| Article |
--- start ---
U.S. Pat. No. 5,214,442 to Roller describes an adaptive dryer control for ink jet processors. The adaptive dryer minimizes heating power requirements of a printer by determining mass-area coverage of ink on a page prior to drying.
U.S. Pat. No. 5,349,905 to Taylor et al. describes a method and apparatus for controlling peak power requirements of a printer. The speed of the sheet transport system is controlled in accordance with the image density.
In accordance with one aspect of the present invention, there is provided a printing machine for printing on a recording medium moving along a path. The printing machine includes a liquid ink printhead adapted to deposit ink on the recording medium, and a transport belt disposed adjacently to the printhead. The transport belt moves the recording medium along the path and defines a plurality of apertures through which the liquid ink printhead ejects ink in the absence of the recording medium.
In accordance with another aspect of the invention, there is provided a method of purging an ink jet printhead in a printing machine having a transport belt with apertures and moving printing sheets through a print zone. The method includes the step of ejecting ink through the apertures of the transport belt during movement thereof.
FIG. 1 is a schematic side elevational view of one embodiment of an ink-jet printer incorporating the present invention.
FIG. 2 is a schematic perspective view of one embodiment of a vacuum transport device including a vacuum transport belt system having apertures therein for ink-jet purging and vacuum holddown.
FIG. 3 is an exploded schematic perspective view of the embodiment illustrated in FIG. 2.
FIG. 4 is a schematic top plan view of a vacuum platen of the present invention.
FIG. 5 is a schematic side elevational view of a first vacuum member including ink gutter slots.
FIG. 6 is a schematic perspective view of a second vacuum member including an ink receiving portion for receiving ink ejected from the page-width printhead.
FIG. 7 is a schematic top plan view of a portion of the ink-jet vacuum transport belt.
FIG. 8 is a top plan view of a second embodiment of an ink-jet transport belt.
FIG. 9 is a schematic top plan view of the apertures of an ink-jet vacuum transport belt through which the ink-jet printhead has purged the individual nozzles thereof in a drop pattern.
While the present invention will be described in connection with a preferred embodiment thereof, it will be understood that it is not intended to limit the invention to that embodiment. On the contrary, it is intended to cover all alternatives, modifications, and equivalents as may be included within the spirit and scope of the invention as defined by the appended claims.
FIG. 1 illustrates a schematic side view of an ink-jet printer 10. The ink-jet printer 10 includes an input tray (not shown) containing cut sheets of paper stock or transparencies to be printed on by the ink-jet printer. Individual recording sheets are removed from the input tray and fed onto a transport belt 12 driven by rollers 14 beneath a printing member 16. The transport belt 12 is substantially transparent to microwave energy and includes a plurality of holes through which a vacuum is applied to hold the printing sheet to the belt as it moves through the printer. Suitable materials include ULTEM, a polyetherimide, available from General Electric, KALADEX, a polyethylene napthalate, available from Imperial Chemical Industries (ICI) of Wilmington, Del., and other materials substantially transparent to microwave energy that can be formed into a belt. The printing member 16 includes one or more page width ink-jet printheads which deposit liquid ink on a sheet of paper or transparency or other printing media as the belt 12 carries the recording sheet past the printing member 16. As illustrated, the printing member 16 includes four page-width printbars for printing full color images comprised of the colors cyan, magenta, yellow, and black. Each of the page-width ink-jet printbars includes a linear array of print nozzles so that ink is deposited across the sheet. The present invention is equally applicable, however, to printers having an ink-jet printhead which moves across the sheet periodically in swaths, to form the image, to printers having staggered arrays of printheads or to printers having a single printbar. The print member 16 includes an ink supply which may either be located with the printhead itself or may be located elsewhere and connected to the printhead through an ink conduit. In addition to an ink supply, the print member 16 includes the necessary electronics to control the deposition of ink on the individual sheets.
--- end ---
| Tasks for this exercise |
• a. According to the patent text, how many page-width printbars does printing member 16 include?
• b. Please print the passage of the patent text between "FIG. 4 is a" and "a drop pattern.", inclusive.
The rows after this point are separate material, apart from the patent text.

| Data entries |
--- start ---
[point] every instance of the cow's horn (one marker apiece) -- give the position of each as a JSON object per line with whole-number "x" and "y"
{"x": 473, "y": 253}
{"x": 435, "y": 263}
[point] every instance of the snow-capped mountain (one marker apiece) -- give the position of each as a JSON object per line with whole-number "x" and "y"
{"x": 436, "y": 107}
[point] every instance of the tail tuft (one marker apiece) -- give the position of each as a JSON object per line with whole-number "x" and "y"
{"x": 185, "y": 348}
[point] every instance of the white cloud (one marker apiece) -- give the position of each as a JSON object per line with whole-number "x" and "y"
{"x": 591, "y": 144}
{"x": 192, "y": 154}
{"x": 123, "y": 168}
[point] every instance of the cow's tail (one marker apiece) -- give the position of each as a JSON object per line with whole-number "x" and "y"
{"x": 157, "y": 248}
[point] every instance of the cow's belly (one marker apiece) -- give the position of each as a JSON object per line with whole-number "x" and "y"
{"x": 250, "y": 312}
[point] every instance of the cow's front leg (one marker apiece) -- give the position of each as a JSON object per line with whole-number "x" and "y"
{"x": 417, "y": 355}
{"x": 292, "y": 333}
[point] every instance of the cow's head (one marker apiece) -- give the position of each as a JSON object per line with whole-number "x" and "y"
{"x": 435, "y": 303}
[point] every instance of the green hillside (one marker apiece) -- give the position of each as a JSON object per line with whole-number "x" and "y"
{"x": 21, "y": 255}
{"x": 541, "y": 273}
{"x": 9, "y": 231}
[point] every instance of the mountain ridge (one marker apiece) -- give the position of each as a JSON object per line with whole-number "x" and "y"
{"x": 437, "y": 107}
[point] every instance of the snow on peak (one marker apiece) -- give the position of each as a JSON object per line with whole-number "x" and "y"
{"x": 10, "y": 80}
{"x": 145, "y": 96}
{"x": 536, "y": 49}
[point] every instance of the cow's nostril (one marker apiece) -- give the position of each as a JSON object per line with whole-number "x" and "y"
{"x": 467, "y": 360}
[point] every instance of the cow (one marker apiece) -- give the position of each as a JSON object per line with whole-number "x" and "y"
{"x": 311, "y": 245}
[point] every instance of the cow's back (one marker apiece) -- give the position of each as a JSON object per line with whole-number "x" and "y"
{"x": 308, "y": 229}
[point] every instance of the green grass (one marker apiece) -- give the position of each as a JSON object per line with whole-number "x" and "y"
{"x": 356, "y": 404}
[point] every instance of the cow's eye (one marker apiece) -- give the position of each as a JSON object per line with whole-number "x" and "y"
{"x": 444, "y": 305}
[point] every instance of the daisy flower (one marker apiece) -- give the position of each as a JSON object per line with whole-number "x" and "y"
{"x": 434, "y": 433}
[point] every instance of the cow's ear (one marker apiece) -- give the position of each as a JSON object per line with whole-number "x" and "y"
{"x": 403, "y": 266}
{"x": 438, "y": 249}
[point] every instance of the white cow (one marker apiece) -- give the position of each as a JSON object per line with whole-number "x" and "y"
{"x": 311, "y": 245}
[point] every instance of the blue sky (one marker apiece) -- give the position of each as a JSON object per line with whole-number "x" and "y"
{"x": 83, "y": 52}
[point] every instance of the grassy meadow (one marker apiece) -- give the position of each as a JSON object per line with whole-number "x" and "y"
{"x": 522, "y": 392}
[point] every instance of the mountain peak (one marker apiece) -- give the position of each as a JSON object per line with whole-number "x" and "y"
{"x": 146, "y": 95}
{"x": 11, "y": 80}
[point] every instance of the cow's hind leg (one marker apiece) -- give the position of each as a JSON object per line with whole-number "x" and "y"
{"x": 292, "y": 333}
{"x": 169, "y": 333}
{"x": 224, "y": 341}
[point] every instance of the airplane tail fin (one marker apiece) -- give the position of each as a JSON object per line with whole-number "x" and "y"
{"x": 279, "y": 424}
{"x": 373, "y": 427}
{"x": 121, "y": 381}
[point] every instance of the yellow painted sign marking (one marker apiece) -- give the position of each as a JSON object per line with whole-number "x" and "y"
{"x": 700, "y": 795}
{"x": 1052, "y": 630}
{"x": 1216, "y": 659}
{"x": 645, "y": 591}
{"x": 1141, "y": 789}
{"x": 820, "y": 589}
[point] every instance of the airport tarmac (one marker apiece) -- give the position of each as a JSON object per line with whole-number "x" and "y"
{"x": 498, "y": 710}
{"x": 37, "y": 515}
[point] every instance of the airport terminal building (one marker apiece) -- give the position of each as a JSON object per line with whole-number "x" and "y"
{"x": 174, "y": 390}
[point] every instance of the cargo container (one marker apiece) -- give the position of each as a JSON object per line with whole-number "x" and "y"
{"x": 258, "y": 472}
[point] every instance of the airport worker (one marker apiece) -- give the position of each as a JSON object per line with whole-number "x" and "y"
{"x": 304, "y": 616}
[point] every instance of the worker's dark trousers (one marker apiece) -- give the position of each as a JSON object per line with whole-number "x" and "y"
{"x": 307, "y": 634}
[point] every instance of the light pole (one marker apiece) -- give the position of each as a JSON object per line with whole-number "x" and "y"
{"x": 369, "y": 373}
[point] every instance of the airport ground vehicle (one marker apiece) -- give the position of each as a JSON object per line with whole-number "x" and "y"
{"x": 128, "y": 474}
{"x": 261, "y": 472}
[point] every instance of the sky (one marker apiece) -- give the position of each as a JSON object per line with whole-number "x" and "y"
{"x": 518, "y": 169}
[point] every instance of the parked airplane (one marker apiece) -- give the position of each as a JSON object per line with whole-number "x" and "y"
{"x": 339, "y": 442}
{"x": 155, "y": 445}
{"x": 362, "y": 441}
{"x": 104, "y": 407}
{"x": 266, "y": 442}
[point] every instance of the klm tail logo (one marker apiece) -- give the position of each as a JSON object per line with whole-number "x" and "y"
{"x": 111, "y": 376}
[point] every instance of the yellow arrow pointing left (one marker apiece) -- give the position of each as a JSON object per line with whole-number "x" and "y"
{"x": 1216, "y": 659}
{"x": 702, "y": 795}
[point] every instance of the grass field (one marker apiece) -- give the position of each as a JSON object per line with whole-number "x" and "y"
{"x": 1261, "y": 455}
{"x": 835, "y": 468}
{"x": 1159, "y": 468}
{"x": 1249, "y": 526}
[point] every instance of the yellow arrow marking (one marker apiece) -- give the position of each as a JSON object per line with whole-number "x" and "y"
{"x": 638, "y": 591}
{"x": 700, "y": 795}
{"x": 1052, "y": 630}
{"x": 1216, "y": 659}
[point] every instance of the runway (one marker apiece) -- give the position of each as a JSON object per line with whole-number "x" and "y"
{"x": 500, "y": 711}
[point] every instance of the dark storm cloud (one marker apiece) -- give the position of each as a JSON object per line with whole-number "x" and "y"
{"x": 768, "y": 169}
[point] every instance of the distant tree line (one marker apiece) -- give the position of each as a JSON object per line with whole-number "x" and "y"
--- end ---
| Per-task answers |
• a. Four page-width printbars.

• b.
FIG. 4 is a schematic top plan view of a vacuum platen of the present invention.
FIG. 5 is a schematic side elevational view of a first vacuum member including ink gutter slots.
FIG. 6 is a schematic perspective view of a second vacuum member including an ink receiving portion for receiving ink ejected from the page-width printhead.
FIG. 7 is a schematic top plan view of a portion of the ink-jet vacuum transport belt.
FIG. 8 is a top plan view of a second embodiment of an ink-jet transport belt.
FIG. 9 is a schematic top plan view of the apertures of an ink-jet vacuum transport belt through which the ink-jet printhead has purged the individual nozzles thereof in a drop pattern.